Bounding-box records
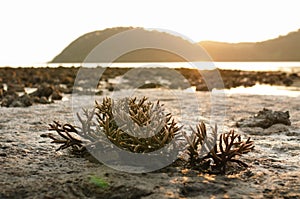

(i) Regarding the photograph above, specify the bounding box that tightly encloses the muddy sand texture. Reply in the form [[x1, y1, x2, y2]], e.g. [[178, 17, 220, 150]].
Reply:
[[0, 89, 300, 199], [0, 67, 299, 91]]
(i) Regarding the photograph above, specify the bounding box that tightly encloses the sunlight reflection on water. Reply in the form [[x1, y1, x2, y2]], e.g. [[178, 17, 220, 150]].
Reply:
[[225, 84, 300, 97]]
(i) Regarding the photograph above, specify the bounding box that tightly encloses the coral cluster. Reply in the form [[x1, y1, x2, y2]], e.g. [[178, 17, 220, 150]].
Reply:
[[45, 97, 254, 173], [184, 122, 254, 173]]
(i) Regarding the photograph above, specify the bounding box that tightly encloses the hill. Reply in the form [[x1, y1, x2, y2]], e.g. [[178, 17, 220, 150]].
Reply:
[[51, 27, 300, 63], [51, 27, 208, 63], [199, 29, 300, 61]]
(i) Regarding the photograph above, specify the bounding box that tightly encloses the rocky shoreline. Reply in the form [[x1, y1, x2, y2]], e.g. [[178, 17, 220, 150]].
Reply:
[[0, 67, 300, 107], [0, 89, 300, 199]]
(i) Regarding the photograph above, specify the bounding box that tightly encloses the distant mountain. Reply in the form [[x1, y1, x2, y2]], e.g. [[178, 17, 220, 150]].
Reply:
[[199, 29, 300, 61], [51, 27, 209, 63], [51, 27, 300, 63]]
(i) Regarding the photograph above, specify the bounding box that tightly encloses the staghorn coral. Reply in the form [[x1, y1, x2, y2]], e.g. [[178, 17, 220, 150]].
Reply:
[[43, 97, 254, 173], [96, 97, 181, 153], [44, 97, 181, 154], [184, 122, 254, 173]]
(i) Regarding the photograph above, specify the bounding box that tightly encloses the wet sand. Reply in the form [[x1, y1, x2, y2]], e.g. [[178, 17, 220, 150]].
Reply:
[[0, 89, 300, 199]]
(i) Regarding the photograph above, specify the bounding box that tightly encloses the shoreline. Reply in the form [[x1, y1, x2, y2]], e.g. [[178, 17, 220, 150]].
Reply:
[[0, 89, 300, 199]]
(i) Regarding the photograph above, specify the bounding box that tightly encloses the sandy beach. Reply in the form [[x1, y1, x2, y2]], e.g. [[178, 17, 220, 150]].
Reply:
[[0, 84, 300, 199]]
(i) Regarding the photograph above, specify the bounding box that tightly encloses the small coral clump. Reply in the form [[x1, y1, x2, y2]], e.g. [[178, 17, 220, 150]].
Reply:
[[184, 122, 254, 173], [44, 97, 254, 173], [46, 97, 181, 153]]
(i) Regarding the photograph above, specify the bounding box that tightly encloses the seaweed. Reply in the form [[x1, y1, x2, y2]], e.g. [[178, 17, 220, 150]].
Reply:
[[44, 97, 254, 174], [184, 122, 254, 173], [44, 97, 181, 154]]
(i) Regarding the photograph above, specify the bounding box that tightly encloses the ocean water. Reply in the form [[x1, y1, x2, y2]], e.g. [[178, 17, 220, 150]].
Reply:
[[0, 62, 300, 73]]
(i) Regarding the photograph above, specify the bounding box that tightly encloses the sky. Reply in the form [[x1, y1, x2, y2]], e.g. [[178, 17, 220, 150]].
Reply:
[[0, 0, 300, 66]]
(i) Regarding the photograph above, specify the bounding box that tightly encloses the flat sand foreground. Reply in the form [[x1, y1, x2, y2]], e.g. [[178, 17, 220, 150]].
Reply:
[[0, 89, 300, 198]]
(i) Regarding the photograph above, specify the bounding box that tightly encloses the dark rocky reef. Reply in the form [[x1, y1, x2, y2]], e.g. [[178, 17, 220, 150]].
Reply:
[[236, 108, 291, 129]]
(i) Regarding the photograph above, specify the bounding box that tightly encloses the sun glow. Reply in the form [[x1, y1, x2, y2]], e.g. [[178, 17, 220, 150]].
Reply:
[[0, 0, 300, 65]]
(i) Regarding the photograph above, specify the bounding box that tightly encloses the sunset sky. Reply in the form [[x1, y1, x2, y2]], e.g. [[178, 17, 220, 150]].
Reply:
[[0, 0, 300, 66]]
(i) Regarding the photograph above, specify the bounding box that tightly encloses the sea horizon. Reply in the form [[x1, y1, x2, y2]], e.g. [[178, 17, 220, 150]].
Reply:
[[0, 61, 300, 73]]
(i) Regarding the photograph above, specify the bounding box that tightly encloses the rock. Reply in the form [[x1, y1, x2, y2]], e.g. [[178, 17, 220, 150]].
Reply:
[[282, 78, 294, 86], [7, 84, 25, 92], [236, 108, 291, 129], [19, 93, 32, 107], [139, 83, 161, 89], [1, 91, 18, 107], [30, 84, 54, 99], [9, 93, 32, 107], [38, 96, 51, 104], [51, 89, 62, 100]]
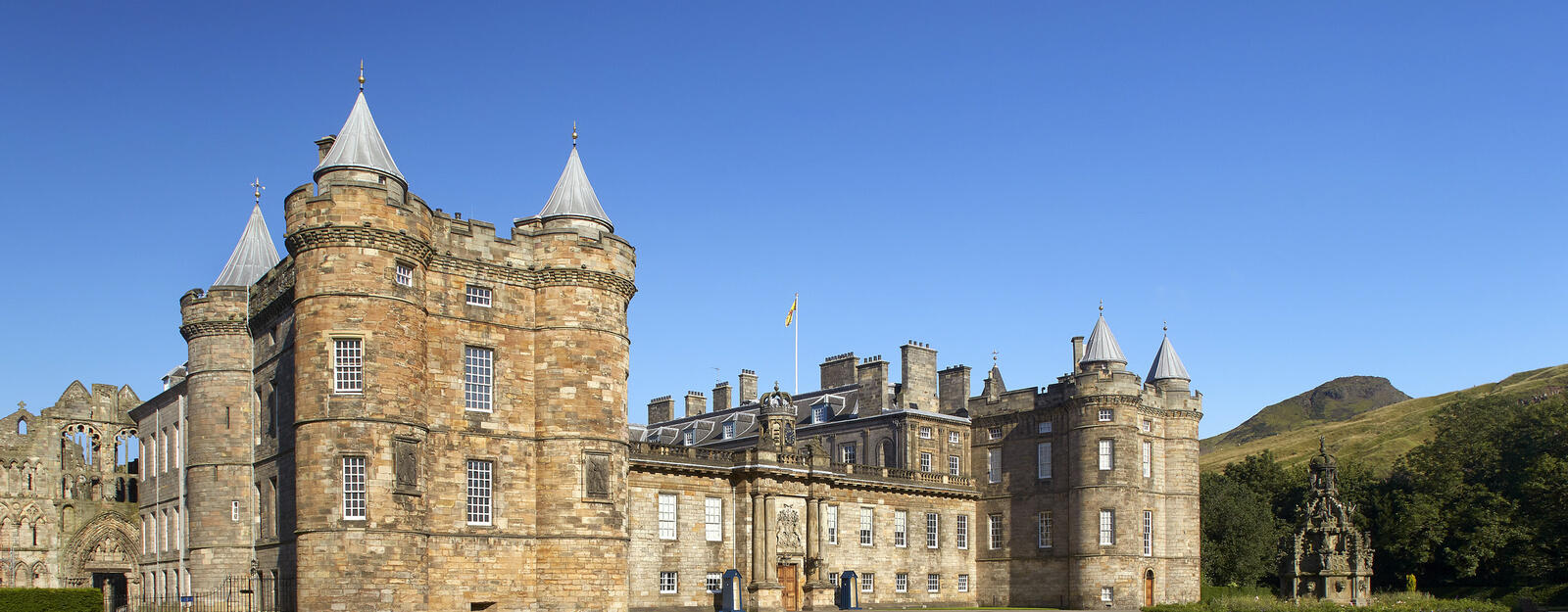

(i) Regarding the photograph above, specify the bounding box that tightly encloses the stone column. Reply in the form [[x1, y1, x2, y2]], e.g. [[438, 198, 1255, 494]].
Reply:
[[762, 494, 779, 584], [751, 490, 768, 586]]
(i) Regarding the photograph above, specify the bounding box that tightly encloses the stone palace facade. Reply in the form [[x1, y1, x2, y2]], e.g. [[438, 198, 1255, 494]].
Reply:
[[0, 92, 1201, 610]]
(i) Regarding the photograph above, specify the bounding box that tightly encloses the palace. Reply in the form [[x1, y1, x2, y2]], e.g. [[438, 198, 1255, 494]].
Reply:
[[0, 83, 1202, 612]]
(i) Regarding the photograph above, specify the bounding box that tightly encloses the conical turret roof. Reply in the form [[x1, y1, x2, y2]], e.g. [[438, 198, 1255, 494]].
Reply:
[[214, 204, 277, 287], [1079, 314, 1127, 364], [539, 146, 614, 232], [316, 91, 408, 185], [1145, 337, 1192, 382]]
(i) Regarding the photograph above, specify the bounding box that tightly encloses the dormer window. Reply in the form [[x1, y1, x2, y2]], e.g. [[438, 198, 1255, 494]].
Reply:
[[465, 285, 491, 308]]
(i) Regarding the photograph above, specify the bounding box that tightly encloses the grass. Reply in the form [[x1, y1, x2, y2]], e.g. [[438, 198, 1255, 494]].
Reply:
[[1198, 364, 1568, 476]]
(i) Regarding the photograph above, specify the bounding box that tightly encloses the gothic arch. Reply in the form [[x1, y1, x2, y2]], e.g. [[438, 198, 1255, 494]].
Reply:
[[60, 512, 141, 578]]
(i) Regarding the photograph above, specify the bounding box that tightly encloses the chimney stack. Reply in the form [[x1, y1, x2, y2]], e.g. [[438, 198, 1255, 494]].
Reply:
[[1068, 337, 1084, 372], [899, 340, 938, 411], [821, 353, 855, 388], [740, 369, 758, 405], [648, 396, 676, 426], [687, 392, 708, 416], [855, 355, 888, 416], [316, 134, 337, 165], [936, 364, 969, 415]]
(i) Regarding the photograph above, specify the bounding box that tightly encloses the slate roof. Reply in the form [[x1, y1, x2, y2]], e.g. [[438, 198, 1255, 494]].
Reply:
[[214, 204, 277, 287], [1079, 314, 1127, 364], [316, 91, 408, 185], [1143, 337, 1192, 382], [538, 146, 614, 232]]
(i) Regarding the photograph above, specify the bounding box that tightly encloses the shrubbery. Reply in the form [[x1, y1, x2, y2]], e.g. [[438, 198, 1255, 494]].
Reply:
[[0, 588, 104, 612], [1143, 593, 1508, 612]]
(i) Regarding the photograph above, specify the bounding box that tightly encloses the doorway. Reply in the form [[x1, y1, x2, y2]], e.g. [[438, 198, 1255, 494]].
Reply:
[[779, 565, 800, 610], [92, 571, 130, 610]]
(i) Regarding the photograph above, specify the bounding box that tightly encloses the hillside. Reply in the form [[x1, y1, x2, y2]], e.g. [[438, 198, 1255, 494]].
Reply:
[[1200, 376, 1411, 452], [1198, 364, 1568, 473]]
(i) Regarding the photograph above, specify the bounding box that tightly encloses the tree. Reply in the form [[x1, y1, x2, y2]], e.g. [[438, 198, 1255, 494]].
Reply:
[[1198, 473, 1280, 587]]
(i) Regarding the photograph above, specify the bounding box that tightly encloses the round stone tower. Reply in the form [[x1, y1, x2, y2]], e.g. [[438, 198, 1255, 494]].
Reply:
[[514, 141, 637, 610], [280, 92, 431, 609]]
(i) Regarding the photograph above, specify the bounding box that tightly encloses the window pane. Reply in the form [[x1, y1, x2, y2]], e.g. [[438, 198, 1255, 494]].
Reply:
[[463, 346, 496, 411], [468, 458, 491, 524]]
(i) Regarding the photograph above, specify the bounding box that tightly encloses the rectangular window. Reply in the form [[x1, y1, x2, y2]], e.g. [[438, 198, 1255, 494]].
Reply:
[[468, 458, 494, 524], [463, 346, 496, 411], [332, 338, 366, 393], [659, 494, 676, 540], [703, 497, 724, 541], [343, 457, 366, 521], [465, 285, 491, 308], [1143, 510, 1154, 557], [860, 507, 875, 546]]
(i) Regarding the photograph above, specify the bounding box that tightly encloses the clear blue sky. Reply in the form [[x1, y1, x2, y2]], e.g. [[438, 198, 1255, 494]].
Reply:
[[0, 2, 1568, 435]]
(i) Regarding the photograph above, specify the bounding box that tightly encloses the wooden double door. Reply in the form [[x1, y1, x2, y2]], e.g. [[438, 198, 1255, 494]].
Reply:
[[778, 565, 803, 610]]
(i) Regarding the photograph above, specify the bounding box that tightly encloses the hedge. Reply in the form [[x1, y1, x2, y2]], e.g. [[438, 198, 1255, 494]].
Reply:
[[0, 588, 104, 612], [1143, 593, 1508, 612]]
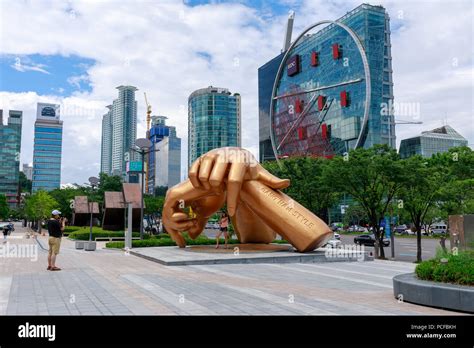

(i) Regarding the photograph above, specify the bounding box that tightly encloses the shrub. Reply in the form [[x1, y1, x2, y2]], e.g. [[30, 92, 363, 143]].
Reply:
[[69, 229, 150, 240], [415, 251, 474, 285]]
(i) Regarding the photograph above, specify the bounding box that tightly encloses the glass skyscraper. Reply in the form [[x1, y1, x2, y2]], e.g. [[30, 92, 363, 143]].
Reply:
[[32, 103, 63, 193], [101, 86, 138, 178], [399, 126, 468, 158], [148, 116, 181, 194], [258, 4, 395, 161], [188, 86, 242, 166], [0, 109, 23, 208], [100, 105, 112, 174]]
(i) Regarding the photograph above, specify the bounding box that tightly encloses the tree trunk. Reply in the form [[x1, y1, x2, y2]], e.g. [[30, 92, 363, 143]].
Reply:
[[416, 225, 421, 263]]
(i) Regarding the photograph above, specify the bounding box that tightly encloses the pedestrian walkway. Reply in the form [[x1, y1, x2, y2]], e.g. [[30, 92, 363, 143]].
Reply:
[[0, 227, 460, 315]]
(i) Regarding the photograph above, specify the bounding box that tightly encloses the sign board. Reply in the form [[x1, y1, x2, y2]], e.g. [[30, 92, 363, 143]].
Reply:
[[127, 161, 142, 173], [383, 216, 392, 238], [36, 103, 60, 120], [341, 204, 349, 214], [286, 54, 300, 76]]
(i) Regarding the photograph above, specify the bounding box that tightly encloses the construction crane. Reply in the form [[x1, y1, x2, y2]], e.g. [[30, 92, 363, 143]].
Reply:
[[143, 92, 151, 132], [142, 92, 151, 191]]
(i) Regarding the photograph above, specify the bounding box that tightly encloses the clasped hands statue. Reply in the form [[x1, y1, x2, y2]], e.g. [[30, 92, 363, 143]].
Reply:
[[163, 147, 332, 252]]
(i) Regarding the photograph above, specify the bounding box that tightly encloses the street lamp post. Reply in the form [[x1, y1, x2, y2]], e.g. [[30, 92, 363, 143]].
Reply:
[[132, 138, 152, 239]]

- AIM OF THE TASK -
Using the records above, please retype only the run of lines from the line holding "encloses the construction" through the last line, both ends included.

- CORRECT OUTPUT -
(i) Regarding the photograph above, specify the bounding box that tightly encloses the construction crane. Reply in the form [[x1, y1, x2, y2]], e.g. [[30, 92, 363, 143]].
Reply:
[[143, 92, 151, 132], [142, 92, 151, 191]]
(i) Regarding the photograph above, specify the bounding box that tightly encloses the clasped hands statue. Reply in the form [[x1, y1, x2, y2]], e.g. [[30, 92, 363, 143]].
Reply:
[[163, 147, 332, 252]]
(i) Regarding the photograph above, specify the bounding box that tightly encloses the street lamp post. Reply in the form [[x1, y1, x2, y2]], e.g. [[30, 92, 363, 143]].
Reply:
[[132, 138, 152, 239]]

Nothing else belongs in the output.